▶ _Requirements_
Your job is to restate each entry word for word.

○ ○ ○

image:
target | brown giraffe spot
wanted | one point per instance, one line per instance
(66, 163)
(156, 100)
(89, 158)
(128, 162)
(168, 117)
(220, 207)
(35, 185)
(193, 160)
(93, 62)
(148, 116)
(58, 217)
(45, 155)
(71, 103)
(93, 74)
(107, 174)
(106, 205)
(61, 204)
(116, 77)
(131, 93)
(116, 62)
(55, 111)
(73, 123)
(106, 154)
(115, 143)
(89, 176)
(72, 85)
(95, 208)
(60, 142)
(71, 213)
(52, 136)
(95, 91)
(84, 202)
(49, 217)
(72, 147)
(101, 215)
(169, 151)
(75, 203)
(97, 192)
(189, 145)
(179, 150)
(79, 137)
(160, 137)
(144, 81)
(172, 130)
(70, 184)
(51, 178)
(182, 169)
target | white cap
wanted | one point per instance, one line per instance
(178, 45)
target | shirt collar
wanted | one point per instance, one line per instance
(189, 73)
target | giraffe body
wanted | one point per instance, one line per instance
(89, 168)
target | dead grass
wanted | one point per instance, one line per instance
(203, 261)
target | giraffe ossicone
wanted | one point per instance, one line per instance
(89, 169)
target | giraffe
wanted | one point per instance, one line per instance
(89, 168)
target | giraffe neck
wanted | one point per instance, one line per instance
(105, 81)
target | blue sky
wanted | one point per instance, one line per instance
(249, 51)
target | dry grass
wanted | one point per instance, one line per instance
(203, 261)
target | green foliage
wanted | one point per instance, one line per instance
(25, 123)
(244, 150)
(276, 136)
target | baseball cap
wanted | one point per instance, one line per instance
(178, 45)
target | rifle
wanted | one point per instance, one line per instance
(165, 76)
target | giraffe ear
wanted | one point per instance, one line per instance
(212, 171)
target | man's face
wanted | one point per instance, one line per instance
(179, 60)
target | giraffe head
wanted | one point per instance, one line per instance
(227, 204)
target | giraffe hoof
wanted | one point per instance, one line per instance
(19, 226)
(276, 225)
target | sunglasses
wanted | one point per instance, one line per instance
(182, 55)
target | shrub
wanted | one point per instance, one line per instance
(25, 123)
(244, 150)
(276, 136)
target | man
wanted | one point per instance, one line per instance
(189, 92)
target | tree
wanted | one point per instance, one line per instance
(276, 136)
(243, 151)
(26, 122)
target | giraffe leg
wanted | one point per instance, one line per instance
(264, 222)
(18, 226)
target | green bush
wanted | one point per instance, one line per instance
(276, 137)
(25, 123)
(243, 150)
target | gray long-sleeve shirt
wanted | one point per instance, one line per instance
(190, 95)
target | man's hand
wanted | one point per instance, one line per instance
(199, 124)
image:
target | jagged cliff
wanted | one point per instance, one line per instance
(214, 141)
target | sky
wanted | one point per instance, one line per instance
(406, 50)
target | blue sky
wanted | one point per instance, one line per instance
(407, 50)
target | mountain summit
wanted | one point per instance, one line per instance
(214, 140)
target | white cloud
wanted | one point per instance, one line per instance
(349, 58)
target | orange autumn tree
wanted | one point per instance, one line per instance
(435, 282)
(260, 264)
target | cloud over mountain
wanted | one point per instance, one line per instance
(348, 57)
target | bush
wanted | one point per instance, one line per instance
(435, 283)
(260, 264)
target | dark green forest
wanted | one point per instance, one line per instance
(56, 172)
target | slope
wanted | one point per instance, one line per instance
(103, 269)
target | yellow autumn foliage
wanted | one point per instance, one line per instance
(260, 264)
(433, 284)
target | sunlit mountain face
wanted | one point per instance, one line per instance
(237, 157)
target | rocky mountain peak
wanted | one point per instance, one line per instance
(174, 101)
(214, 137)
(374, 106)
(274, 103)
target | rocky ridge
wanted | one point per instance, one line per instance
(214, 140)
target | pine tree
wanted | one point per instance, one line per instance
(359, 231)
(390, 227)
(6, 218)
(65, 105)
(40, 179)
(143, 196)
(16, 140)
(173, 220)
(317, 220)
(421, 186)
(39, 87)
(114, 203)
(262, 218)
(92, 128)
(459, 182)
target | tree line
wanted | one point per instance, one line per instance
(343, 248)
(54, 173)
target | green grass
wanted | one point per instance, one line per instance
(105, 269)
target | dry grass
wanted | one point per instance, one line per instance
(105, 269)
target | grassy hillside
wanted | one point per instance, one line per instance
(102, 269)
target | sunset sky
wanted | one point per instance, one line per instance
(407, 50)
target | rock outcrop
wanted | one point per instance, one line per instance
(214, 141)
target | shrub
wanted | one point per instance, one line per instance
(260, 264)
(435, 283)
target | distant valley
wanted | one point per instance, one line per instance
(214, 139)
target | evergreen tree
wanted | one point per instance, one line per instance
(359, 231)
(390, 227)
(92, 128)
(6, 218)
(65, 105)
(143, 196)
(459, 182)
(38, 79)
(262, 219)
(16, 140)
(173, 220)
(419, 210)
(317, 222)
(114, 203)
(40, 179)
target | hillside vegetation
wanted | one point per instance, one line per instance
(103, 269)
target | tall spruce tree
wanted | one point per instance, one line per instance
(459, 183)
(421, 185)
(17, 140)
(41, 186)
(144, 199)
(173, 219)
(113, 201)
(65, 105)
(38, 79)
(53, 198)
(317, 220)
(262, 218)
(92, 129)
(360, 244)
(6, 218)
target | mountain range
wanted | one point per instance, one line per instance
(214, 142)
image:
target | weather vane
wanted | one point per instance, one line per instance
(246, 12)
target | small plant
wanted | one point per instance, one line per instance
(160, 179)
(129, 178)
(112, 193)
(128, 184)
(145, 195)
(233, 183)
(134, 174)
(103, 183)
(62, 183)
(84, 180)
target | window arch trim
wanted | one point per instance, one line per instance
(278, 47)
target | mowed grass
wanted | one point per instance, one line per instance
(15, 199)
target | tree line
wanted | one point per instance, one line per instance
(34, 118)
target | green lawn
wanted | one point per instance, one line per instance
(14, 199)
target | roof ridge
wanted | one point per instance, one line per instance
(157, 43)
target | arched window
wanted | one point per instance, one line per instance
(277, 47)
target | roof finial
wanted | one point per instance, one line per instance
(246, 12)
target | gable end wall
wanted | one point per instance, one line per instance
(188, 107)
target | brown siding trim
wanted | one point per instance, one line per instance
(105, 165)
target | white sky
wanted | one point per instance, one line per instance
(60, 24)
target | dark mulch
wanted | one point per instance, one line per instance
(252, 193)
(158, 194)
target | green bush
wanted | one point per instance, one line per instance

○ ○ ○

▶ _Reply to the task_
image:
target | brown giraffe spot
wanted | one point per instance, one line per instance
(66, 163)
(156, 100)
(89, 158)
(128, 162)
(168, 117)
(220, 207)
(35, 185)
(193, 160)
(93, 62)
(148, 116)
(58, 217)
(45, 155)
(71, 103)
(93, 74)
(107, 174)
(106, 205)
(61, 204)
(116, 77)
(131, 93)
(116, 62)
(55, 111)
(73, 123)
(106, 154)
(115, 143)
(89, 176)
(72, 85)
(95, 208)
(60, 142)
(71, 213)
(52, 136)
(95, 91)
(84, 202)
(49, 217)
(72, 147)
(101, 215)
(169, 151)
(75, 203)
(97, 192)
(189, 145)
(179, 150)
(79, 137)
(160, 137)
(144, 81)
(172, 130)
(70, 184)
(51, 178)
(182, 169)
target | white cap
wanted | one point per instance, one line per instance
(178, 45)
target | shirt collar
wanted | one point per instance, one line per instance
(189, 73)
target | giraffe body
wanted | one point per instance, one line per instance
(89, 168)
target | dead grass
wanted | one point per instance, one line per instance
(203, 261)
target | giraffe ossicone
wanted | one point per instance, one line per instance
(89, 169)
target | giraffe
wanted | one point per instance, one line per instance
(89, 168)
target | giraffe neck
wanted | one point per instance, one line per instance
(105, 81)
target | blue sky
wanted | one point per instance, one line per instance
(249, 51)
target | dry grass
wanted | one point per instance, one line per instance
(203, 261)
target | green foliage
wanted | one point per instance, one line per instance
(25, 123)
(244, 150)
(276, 136)
target | baseball cap
wanted | one point per instance, one line per instance
(178, 45)
target | rifle
wanted | one point per instance, one line per instance
(165, 76)
target | giraffe ear
wanted | one point per instance, one line per instance
(212, 171)
target | man's face
wanted | one point per instance, one line per instance
(179, 60)
target | giraffe head
wanted | one point per instance, one line per instance
(227, 204)
target | giraffe hoof
wanted | one point per instance, one line per instance
(19, 226)
(276, 225)
target | sunglasses
wanted | one point per instance, one line per instance
(182, 55)
target | shrub
wanted | one point per instance, one line per instance
(25, 123)
(244, 150)
(276, 136)
target | man
wanted | one point per instance, one line per instance
(189, 92)
target | tree
wanted | one point per instance, one line per instance
(276, 136)
(243, 151)
(26, 122)
target | giraffe leg
wanted | one point per instance, one line per instance
(264, 222)
(18, 226)
target | green bush
wanted | one point per instance, one line per instance
(276, 137)
(25, 123)
(243, 150)
target | gray long-sleeve shirt
wanted | one point per instance, one line per instance
(190, 95)
target | man's hand
wanted | one point per instance, one line per instance
(199, 124)
image:
target | jagged cliff
wanted | one point per instance, one line per instance
(214, 141)
target | sky
wanted | one point per instance, one line per instance
(406, 50)
target | blue sky
wanted | one point per instance, one line per instance
(407, 50)
target | mountain summit
wanted | one point per instance, one line per instance
(214, 140)
target | white cloud
wanted | one point per instance, one line per instance
(349, 58)
target | orange autumn tree
wanted | one point per instance, one line per instance
(435, 282)
(260, 264)
target | cloud over mountain
wanted | one point per instance, one line per instance
(348, 57)
target | bush
wanted | one point per instance, one line per instance
(435, 283)
(260, 264)
target | dark green forest
wanted | one point per instance, one line per instance
(56, 172)
target | slope
wanted | one point per instance, one line per instance
(103, 269)
target | yellow autumn foliage
wanted | one point per instance, one line per instance
(260, 264)
(433, 284)
target | sunlit mountain face
wanted | one point per instance, one line per instance
(237, 157)
target | rocky mountain peak
wanted | one point per instance, one line per instance
(174, 101)
(214, 137)
(374, 106)
(274, 103)
target | rocky ridge
wanted | one point per instance, one line per instance
(214, 140)
target | pine tree
wanted | one point per instance, one line per instance
(359, 231)
(390, 227)
(6, 218)
(65, 105)
(40, 179)
(143, 196)
(16, 140)
(173, 220)
(317, 220)
(421, 186)
(39, 87)
(114, 203)
(262, 218)
(92, 128)
(459, 182)
target | tree line
wanted | one point per instance, one line per instance
(343, 248)
(54, 173)
target | green grass
wanted | one point per instance, one line per instance
(105, 269)
target | dry grass
wanted | one point per instance, one line per instance
(105, 269)
target | grassy hillside
wanted | one point per instance, one line per instance
(102, 269)
target | sunset sky
wanted | one point per instance, one line per instance
(407, 50)
target | rock outcrop
wanted | one point per instance, one line per instance
(214, 141)
target | shrub
wanted | one point per instance, one line per instance
(260, 264)
(435, 283)
target | distant valley
wanted | one point per instance, one line per instance
(214, 139)
target | evergreen tree
wanted | one point per instance, one line per instance
(359, 231)
(390, 227)
(92, 128)
(6, 218)
(65, 105)
(143, 196)
(459, 182)
(38, 79)
(262, 219)
(16, 140)
(173, 220)
(419, 210)
(317, 222)
(114, 203)
(40, 179)
target | hillside vegetation
wanted | one point per instance, one line per instance
(103, 269)
target | tall spruce tree
wanted | one point per instance, one line per instance
(459, 183)
(421, 185)
(17, 140)
(41, 186)
(144, 199)
(173, 219)
(113, 201)
(65, 105)
(38, 79)
(53, 198)
(317, 220)
(262, 218)
(92, 129)
(360, 244)
(6, 218)
target | mountain range
wanted | one point per instance, one line per instance
(214, 142)
image:
target | weather vane
wanted | one point per instance, one line per instance
(246, 12)
target | small plant
wanted | one point per instance, one line per instance
(160, 179)
(129, 178)
(112, 193)
(128, 184)
(145, 195)
(233, 183)
(134, 174)
(103, 183)
(62, 183)
(84, 180)
target | window arch trim
wanted | one point per instance, one line per instance
(278, 47)
target | mowed grass
wanted | one point per instance, one line per instance
(15, 199)
target | tree line
wanted | one point per instance, one line per instance
(34, 118)
target | green lawn
wanted | one point per instance, one line per instance
(14, 199)
target | roof ridge
wanted | one point per instance, one line per instance
(157, 43)
target | arched window
wanted | one point per instance, one line per instance
(277, 47)
target | roof finial
wanted | one point per instance, one line per instance
(246, 12)
target | gable end wall
wanted | one point per instance, one line per instance
(188, 107)
target | brown siding trim
wanted | one point per instance, one line per instance
(105, 165)
target | white sky
wanted | one point per instance, one line per instance
(60, 24)
target | dark mulch
wanted | one point per instance, one line per instance
(252, 193)
(158, 194)
target | green bush
wanted | one point per instance, one line per instance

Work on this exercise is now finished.